- Exercise text:
◆ ◆ ◆ ◆ ◆

2) How would you describe your family's religious
(or spiritual) practice?
3) In a crisis, did your family rely on God, a
Higher Power, or Supreme Being? In what way?
4) Did your family have contact with religious
professionals, i.e., priests, nuns, ministers, rabbis?
5) Did you grow up in a neighborhood where other
people belonged to a religious tradition? If so, what
was that like for you?
6) As you age, are your own religious (or spiritual)
beliefs a source of comfort to you? A source of distress?
Irrelevant?
7) Have your religious (or spiritual) beliefs provided
a sense of meaning for you as you reflect on your life?
8) If you do not have a religious tradition/ or
spiritual practice, what has provided you with a sense of
meaning?
"Any caregiver can ask these questions,"
said Ms. Kehoe.
"No one person is better suited than another." The
one qualifier is that the person asking the questions needs
to feel at ease and must be comfortable within his/her own
religious or spiritual traditions. This will not work if the
person has a hidden fear that he/she will be perceived to
be preaching.
"The residents will want to be assured that
they are not being judged and that they are being listened
to respectfully, not critically," continued Ms.
Kehoe. The person asking the questions needs to communicate
to the resident that he/she wants to know and understand them
better in order to learn what might be getting in the way
of their physical and emotional healing.
The answers to the sample questions can provide
the lay-staff with a wealth of information about how the resident
has made meaning out of his/her life; what his/her life has
been about; what needs to be grieved; what the resident thinks
he/she is going toward; and what religious messages are a
source of strength or conflict. Healing is different from
being cured. A resident's beliefs can help them to heal or
they can interfere with the healing process. "But we
won't know until we ask," explained Ms. Kehoe.
Religion
and Psychology: What the Data Says:
How religious beliefs and spirituality impact the
resident's attitude towards life
Source:
Koenig HG et al., "Religious Coping in the
Nursing Home: A Biopsychosocial Model," International
Journal of Psychiatry in Medicine 27 (number 4) (1997): 365-376.

◆ ◆ ◆ ◆ ◆

Dataset entries

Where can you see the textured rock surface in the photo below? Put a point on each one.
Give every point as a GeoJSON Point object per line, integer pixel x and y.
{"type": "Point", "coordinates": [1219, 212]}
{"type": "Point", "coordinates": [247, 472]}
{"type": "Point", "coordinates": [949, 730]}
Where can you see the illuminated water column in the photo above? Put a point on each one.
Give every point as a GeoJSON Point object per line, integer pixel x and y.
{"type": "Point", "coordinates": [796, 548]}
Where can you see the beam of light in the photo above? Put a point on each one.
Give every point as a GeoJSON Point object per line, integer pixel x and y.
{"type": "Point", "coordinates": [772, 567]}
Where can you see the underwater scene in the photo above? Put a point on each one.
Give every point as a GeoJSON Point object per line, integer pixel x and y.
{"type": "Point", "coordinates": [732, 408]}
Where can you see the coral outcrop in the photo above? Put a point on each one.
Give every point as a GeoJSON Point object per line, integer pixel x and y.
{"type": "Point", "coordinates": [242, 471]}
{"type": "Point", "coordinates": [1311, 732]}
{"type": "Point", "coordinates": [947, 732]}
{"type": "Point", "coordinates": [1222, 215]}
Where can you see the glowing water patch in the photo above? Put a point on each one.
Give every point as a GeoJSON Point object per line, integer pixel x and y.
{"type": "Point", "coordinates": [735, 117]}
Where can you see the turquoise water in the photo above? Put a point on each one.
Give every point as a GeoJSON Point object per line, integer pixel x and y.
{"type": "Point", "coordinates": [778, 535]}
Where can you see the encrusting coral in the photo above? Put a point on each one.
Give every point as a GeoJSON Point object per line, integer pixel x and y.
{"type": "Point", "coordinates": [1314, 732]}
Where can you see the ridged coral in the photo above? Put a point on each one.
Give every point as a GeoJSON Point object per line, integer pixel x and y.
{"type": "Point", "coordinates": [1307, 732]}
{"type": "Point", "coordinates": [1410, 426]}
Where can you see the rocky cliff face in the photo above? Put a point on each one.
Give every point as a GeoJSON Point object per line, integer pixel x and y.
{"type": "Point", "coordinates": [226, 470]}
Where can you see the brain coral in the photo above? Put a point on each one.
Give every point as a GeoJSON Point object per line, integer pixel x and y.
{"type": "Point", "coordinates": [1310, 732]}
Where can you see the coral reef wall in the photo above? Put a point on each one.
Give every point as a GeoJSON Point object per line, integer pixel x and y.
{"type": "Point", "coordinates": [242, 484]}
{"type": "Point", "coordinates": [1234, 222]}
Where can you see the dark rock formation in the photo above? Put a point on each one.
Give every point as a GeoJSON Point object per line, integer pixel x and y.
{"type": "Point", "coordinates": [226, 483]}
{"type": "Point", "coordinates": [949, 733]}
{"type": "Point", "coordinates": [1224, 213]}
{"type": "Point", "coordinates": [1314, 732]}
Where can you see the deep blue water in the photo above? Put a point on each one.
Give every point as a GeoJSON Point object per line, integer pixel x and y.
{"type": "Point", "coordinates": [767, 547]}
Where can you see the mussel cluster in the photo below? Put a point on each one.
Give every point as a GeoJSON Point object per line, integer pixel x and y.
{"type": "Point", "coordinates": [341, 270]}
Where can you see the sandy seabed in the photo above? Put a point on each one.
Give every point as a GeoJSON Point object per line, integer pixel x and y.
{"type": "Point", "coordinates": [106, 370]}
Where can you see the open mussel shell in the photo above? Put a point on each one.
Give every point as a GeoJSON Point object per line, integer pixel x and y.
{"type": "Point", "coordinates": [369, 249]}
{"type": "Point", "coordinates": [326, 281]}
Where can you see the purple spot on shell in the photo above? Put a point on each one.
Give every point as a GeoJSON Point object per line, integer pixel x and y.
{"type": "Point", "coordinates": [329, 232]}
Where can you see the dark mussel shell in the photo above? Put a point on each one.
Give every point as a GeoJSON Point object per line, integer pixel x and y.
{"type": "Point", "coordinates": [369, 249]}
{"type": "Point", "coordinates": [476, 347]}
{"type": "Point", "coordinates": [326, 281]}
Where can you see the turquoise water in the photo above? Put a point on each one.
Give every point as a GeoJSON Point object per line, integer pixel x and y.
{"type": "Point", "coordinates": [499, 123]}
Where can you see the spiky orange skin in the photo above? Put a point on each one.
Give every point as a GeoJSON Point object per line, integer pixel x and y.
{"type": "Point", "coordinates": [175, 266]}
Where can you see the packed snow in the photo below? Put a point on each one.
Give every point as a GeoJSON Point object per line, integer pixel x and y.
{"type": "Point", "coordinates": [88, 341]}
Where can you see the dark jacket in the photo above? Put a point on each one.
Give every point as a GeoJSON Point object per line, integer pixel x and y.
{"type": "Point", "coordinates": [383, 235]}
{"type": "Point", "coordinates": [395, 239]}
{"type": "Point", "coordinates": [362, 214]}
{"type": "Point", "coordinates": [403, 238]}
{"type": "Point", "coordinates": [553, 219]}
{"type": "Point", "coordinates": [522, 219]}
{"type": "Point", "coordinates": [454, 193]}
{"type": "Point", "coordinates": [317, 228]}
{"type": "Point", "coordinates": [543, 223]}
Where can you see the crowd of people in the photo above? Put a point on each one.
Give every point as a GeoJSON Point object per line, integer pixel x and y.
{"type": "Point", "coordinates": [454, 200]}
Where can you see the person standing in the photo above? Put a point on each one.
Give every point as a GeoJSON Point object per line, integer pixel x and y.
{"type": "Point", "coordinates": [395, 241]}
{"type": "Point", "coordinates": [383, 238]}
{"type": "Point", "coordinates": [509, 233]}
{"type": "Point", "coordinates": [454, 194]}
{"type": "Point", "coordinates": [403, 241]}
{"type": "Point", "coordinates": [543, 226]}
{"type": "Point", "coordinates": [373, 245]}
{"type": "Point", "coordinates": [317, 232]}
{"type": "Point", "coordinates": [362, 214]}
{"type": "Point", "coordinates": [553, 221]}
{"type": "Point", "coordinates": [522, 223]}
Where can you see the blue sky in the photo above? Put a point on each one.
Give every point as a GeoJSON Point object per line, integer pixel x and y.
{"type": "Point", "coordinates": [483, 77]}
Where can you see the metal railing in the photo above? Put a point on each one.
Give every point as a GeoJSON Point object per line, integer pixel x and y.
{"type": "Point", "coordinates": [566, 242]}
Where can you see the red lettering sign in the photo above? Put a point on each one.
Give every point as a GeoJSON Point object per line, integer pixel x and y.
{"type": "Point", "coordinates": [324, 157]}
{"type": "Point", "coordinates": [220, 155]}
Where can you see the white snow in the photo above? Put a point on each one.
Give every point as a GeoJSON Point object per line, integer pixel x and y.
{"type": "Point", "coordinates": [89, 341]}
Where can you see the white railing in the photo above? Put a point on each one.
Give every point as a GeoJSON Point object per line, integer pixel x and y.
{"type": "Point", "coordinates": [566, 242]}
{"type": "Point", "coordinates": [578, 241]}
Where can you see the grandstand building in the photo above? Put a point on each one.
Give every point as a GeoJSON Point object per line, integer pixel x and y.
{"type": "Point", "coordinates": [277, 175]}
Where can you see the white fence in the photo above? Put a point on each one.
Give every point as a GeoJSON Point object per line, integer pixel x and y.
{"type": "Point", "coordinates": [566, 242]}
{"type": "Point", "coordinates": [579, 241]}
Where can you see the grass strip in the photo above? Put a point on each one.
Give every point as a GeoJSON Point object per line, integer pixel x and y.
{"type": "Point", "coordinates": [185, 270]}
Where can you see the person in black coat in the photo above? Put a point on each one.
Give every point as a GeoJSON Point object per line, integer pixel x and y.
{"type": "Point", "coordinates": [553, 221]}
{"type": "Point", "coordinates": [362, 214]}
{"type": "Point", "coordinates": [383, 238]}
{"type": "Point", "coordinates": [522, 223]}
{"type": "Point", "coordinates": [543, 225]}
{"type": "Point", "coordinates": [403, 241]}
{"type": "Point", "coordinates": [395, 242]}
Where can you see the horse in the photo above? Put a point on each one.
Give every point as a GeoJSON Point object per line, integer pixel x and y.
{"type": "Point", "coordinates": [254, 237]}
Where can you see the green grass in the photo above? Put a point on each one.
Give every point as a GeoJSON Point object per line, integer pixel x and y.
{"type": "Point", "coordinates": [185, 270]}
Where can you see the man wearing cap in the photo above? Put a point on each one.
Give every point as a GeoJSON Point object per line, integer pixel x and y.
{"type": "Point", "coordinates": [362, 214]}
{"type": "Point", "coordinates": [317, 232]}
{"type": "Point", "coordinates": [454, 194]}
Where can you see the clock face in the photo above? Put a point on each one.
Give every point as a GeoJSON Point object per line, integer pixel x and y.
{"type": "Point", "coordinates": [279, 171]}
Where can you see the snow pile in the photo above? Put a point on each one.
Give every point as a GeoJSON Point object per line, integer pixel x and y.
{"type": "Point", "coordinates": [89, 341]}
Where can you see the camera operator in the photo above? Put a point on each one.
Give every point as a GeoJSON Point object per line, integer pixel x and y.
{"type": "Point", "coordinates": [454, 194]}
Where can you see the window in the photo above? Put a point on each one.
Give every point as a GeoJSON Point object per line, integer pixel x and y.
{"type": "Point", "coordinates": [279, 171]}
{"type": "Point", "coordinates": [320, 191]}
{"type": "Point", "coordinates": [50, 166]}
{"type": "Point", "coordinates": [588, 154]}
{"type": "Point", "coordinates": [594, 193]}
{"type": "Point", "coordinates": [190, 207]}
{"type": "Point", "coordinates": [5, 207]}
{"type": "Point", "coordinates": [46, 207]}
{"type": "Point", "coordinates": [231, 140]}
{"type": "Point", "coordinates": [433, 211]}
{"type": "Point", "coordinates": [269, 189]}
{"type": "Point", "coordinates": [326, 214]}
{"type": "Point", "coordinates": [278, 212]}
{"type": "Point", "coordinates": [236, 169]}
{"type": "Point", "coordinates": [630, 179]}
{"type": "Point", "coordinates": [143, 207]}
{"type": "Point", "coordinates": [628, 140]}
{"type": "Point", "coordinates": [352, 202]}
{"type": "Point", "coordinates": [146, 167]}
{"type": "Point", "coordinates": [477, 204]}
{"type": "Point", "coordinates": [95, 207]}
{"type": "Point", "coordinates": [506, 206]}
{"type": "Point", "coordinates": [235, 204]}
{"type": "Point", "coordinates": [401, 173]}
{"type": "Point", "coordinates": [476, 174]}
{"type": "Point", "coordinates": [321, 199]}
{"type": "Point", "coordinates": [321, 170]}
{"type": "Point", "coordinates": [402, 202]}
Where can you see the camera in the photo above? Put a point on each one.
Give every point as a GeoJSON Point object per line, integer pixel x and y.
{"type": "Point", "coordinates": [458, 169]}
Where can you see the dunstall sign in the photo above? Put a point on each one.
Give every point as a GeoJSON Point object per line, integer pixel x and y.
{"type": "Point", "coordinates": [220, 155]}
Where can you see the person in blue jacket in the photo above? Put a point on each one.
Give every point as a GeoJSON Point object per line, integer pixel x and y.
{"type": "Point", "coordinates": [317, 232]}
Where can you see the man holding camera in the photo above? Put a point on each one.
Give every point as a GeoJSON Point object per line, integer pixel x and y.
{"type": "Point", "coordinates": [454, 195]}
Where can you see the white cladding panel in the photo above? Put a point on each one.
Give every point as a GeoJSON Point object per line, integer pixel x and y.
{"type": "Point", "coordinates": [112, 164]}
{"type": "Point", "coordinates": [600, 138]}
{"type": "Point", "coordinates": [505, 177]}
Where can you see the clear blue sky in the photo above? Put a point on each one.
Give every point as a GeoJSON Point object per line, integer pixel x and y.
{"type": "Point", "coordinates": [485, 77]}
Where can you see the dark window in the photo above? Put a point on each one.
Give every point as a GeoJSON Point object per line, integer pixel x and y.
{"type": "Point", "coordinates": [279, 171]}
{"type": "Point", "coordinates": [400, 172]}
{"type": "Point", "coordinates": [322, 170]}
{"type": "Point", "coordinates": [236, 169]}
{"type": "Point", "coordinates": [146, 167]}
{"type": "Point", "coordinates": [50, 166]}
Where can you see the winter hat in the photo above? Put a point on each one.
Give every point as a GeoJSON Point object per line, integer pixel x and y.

◆ ◆ ◆ ◆ ◆

From the text on residents' religious beliefs, copy the words between "6) As you age, are" and "on your life?", inclusive. These entries have no connection to the text on residents' religious beliefs.

- Your solution:
6) As you age, are your own religious (or spiritual)
beliefs a source of comfort to you? A source of distress?
Irrelevant?
7) Have your religious (or spiritual) beliefs provided
a sense of meaning for you as you reflect on your life?